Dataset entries
━━━

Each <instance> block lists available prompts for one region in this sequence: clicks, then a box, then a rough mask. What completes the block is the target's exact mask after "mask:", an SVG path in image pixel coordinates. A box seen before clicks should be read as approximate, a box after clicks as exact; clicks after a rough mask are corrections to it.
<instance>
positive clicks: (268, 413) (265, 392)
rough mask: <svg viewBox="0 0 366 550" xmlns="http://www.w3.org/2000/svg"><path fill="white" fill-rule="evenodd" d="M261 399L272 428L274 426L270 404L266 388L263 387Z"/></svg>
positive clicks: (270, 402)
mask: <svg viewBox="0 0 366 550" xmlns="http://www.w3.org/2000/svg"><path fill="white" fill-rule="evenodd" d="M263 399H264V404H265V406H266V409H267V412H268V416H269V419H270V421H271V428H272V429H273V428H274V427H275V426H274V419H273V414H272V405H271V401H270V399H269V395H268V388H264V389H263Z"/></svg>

━━━

Set down only the line containing "rough mask: <svg" and the lines after it through the end, exactly as they appear above.

rough mask: <svg viewBox="0 0 366 550" xmlns="http://www.w3.org/2000/svg"><path fill="white" fill-rule="evenodd" d="M261 399L272 428L274 426L270 404L266 388L263 387Z"/></svg>
positive clicks: (270, 402)
mask: <svg viewBox="0 0 366 550" xmlns="http://www.w3.org/2000/svg"><path fill="white" fill-rule="evenodd" d="M263 399H264V404H265V406H266V409H267V412H268V416H269V419H270V421H271V428H272V429H273V428H274V427H275V426H274V419H273V414H272V405H271V401H270V399H269V395H268V388H264V389H263Z"/></svg>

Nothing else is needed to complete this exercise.